After nearly eight decades apart, a woman has finally reunited with the brother she never knew existed.
Marian Griffin, now 80, was placed in foster care shortly after her birth in 1945 and later adopted by a Lutheran minister and his family, she told ABC News.
It wasn’t until July 2024 that Griffin discovered she had an older brother—Donald Hefke—who was not only still alive but had been trying to find her for most of his life.
“I thought it was a scam,” Griffin recalled, describing the moment Hefke’s daughter, Denise Baker, reached out to her with the stunning revelation. Baker had also spent decades searching for her long-lost aunt.
Hefke, 81, is just a year older than Griffin. Both siblings were placed in foster care in 1946. Their biological mother, suffering from post-traumatic stress disorder after Griffin’s birth, was institutionalized. Their father was unable to care for them, ABC News reported. They also had another brother, Ernest, who was born deaf and has since passed away.
Hefke was raised by a foster family and later joined the U.S. Air Force. In 1963, driven by a desire to learn more about his origins, he contacted the foster agency and discovered he had a sister named Marian.
However, when Hefke tried to reach out, his letters never reached her. Griffin told ABC News her adoptive parents had hidden the correspondence.
“Our kids could have grown up together,” she said. “Instead, we were separated because my parents would not tell me that my brother wrote to me and was looking for me.”
Baker later took up the search herself, spending 20 years trying to locate Griffin. Her breakthrough came when she found a family tree online that had been uploaded by Griffin’s son—finally pointing her to the right person.
“I still can’t believe he found me,” Griffin said.
Once the connection was confirmed, Griffin and Hefke spoke on the phone for the first time.
“He says, ‘Mariane, Mariane is that you? Oh my goodness, I’ve been looking for you Mariane!’” she recalled in an interview with KRCR-TV. “He couldn’t even stop saying my name.”
While Hefke is unable to travel from Florida due to health issues, Baker visited Griffin in California on his behalf, ABC News reported. Griffin now hopes to make the trip to see her brother in person.
“Oh my gosh, it would be wonderful—even for a few days,” she told KRCR. “We have 80 years to catch up on.”

# [DATA FOR ANALYSIS]

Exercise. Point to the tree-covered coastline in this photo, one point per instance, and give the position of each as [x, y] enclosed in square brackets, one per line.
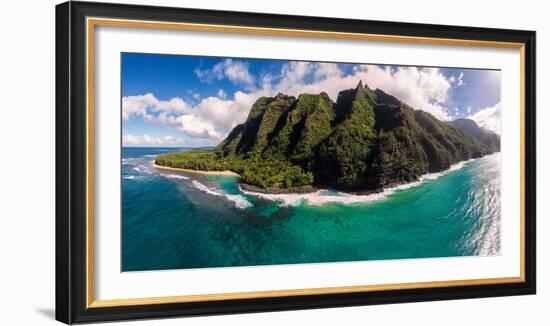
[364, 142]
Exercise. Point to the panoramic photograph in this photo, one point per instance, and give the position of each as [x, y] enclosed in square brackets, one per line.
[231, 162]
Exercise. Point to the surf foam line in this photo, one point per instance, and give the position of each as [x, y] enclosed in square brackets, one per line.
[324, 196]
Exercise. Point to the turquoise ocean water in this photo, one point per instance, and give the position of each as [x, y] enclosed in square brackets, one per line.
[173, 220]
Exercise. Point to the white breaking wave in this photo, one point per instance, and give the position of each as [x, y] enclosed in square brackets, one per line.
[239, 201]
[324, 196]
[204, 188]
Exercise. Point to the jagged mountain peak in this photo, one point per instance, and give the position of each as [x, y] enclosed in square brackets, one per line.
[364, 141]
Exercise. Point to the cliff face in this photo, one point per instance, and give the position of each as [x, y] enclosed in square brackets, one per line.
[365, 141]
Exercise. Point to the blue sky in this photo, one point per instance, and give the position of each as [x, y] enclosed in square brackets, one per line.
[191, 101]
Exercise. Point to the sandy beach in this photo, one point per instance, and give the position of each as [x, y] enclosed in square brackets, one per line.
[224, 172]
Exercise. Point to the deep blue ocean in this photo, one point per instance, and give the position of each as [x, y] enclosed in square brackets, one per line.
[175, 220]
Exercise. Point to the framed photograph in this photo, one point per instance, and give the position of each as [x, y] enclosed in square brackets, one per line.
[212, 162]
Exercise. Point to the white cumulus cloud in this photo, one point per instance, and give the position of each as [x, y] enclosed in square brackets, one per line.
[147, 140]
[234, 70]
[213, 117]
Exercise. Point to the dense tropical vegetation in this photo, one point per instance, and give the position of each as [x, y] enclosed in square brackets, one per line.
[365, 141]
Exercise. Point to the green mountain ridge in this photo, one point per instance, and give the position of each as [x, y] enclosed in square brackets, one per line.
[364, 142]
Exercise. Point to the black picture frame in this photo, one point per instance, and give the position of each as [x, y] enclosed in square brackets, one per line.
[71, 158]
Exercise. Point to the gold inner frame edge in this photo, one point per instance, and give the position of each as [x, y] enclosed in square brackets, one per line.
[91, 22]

* * *

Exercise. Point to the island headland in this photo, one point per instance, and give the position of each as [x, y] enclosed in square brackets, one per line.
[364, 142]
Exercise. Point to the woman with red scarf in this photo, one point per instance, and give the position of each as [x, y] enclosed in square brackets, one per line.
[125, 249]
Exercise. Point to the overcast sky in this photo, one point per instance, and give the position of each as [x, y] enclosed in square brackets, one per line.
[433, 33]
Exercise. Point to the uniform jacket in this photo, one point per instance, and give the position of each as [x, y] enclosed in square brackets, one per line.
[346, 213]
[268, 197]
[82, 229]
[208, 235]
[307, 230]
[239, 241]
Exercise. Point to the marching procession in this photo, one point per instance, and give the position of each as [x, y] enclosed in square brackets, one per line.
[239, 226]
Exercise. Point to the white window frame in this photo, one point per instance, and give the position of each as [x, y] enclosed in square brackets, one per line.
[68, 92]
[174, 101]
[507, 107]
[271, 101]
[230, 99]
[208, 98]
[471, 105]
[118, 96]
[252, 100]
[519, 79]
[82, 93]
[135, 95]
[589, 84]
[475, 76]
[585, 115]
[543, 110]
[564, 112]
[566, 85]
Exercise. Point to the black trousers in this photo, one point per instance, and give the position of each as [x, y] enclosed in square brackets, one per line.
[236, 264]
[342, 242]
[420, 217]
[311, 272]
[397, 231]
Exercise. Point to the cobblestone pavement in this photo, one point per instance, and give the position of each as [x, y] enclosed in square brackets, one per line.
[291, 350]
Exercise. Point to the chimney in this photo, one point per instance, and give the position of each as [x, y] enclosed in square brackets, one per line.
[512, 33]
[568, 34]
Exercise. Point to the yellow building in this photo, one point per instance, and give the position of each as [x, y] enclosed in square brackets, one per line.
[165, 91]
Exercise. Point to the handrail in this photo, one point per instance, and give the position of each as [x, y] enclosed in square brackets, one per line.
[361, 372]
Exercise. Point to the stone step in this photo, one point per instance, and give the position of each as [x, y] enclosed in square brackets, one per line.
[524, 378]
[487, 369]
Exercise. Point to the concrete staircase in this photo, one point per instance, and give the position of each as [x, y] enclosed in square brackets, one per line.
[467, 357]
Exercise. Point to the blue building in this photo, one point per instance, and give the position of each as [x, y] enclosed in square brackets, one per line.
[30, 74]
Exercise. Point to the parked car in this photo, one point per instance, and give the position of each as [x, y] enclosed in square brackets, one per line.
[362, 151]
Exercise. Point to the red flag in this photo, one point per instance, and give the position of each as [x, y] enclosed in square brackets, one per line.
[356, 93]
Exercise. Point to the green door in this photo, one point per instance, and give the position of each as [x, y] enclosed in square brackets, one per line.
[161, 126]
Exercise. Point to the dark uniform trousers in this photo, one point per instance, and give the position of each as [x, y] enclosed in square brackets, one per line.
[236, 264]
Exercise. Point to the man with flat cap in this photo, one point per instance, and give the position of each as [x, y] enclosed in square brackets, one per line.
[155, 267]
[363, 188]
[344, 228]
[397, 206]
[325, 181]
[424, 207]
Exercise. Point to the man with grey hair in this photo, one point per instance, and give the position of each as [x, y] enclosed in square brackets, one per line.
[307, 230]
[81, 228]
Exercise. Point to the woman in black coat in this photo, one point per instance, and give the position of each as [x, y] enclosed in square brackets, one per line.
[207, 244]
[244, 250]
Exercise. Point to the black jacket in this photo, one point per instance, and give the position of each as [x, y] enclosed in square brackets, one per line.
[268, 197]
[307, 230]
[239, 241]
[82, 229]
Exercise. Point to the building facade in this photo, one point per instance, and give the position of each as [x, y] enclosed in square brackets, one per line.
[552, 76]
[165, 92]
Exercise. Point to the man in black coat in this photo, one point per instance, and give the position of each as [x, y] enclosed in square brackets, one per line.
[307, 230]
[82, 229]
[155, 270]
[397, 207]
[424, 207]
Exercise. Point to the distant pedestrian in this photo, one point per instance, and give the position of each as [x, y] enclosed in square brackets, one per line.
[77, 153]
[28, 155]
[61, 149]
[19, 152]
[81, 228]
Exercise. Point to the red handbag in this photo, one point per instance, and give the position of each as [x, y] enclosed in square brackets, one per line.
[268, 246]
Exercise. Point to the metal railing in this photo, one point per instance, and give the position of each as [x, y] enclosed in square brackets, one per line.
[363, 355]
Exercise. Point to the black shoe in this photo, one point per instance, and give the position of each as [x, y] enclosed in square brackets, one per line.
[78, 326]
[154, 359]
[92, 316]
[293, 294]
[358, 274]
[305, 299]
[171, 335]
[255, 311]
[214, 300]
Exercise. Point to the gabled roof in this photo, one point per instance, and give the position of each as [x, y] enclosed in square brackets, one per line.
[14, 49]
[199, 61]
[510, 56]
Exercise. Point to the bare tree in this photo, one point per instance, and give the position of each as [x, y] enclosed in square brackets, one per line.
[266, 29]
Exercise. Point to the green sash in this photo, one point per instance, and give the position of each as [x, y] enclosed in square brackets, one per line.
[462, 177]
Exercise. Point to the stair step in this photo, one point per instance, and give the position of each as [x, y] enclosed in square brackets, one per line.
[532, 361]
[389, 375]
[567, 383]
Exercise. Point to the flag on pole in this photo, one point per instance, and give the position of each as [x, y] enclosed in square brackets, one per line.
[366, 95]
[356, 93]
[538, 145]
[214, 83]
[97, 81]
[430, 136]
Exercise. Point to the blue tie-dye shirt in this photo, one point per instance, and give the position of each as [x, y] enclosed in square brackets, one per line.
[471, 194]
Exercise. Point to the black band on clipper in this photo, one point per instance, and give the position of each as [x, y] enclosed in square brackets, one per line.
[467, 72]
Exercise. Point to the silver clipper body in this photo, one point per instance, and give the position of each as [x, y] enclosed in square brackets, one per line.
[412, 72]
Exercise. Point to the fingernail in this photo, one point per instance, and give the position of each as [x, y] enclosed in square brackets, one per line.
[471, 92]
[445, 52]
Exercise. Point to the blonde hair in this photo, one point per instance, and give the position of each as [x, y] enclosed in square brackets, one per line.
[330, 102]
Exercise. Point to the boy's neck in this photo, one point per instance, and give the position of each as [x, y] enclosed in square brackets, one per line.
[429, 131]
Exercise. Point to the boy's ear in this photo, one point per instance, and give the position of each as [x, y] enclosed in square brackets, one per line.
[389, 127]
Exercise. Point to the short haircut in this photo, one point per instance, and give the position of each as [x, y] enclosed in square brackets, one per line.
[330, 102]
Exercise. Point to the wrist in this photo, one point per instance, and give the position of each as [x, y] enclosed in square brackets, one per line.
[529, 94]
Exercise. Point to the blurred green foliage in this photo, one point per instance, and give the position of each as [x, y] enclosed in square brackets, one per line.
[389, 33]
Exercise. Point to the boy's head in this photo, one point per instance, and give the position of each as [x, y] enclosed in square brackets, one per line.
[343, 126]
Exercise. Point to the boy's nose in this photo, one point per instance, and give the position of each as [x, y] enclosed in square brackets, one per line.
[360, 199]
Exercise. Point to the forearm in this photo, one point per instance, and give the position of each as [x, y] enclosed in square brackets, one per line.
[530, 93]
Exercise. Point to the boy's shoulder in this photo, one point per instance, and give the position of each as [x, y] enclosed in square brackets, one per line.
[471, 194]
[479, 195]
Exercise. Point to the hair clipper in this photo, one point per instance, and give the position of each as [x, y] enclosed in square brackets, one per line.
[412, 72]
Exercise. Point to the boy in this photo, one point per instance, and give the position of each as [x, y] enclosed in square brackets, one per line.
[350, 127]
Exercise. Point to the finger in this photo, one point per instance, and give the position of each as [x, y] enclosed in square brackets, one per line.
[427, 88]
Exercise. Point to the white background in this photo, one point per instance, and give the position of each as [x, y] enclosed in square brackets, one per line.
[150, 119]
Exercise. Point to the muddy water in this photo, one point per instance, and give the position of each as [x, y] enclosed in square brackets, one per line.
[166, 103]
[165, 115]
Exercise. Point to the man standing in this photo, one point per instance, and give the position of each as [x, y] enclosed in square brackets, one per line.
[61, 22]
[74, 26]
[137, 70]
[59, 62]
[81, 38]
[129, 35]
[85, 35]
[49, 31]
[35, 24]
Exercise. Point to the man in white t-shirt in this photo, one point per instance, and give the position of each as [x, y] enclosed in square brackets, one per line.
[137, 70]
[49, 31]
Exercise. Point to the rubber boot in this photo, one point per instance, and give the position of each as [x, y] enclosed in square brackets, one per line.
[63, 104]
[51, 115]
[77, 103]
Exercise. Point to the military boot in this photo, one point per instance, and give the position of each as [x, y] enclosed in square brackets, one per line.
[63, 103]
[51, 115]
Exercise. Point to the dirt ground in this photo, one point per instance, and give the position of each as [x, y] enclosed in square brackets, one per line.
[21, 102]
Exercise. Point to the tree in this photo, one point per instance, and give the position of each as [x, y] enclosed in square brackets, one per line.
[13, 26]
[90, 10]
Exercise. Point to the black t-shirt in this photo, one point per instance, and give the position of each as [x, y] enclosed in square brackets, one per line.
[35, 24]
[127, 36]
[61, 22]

# [PROBLEM 1]
According to the reunion article, how many years did Baker spend trying to locate Griffin?
# [PROBLEM 2]
Copy word for word the part of the reunion article that begins at the words "Hefke was raised" and stops after "the first time.".
The listing comes from a separate source unrelated to the reunion article.

# [EXERCISE RESULT 1]
Baker spent 20 years trying to locate Griffin.

# [EXERCISE RESULT 2]
Hefke was raised by a foster family and later joined the U.S. Air Force. In 1963, driven by a desire to learn more about his origins, he contacted the foster agency and discovered he had a sister named Marian.
However, when Hefke tried to reach out, his letters never reached her. Griffin told ABC News her adoptive parents had hidden the correspondence.
“Our kids could have grown up together,” she said. “Instead, we were separated because my parents would not tell me that my brother wrote to me and was looking for me.”
Baker later took up the search herself, spending 20 years trying to locate Griffin. Her breakthrough came when she found a family tree online that had been uploaded by Griffin’s son—finally pointing her to the right person.
“I still can’t believe he found me,” Griffin said.
Once the connection was confirmed, Griffin and Hefke spoke on the phone for the first time.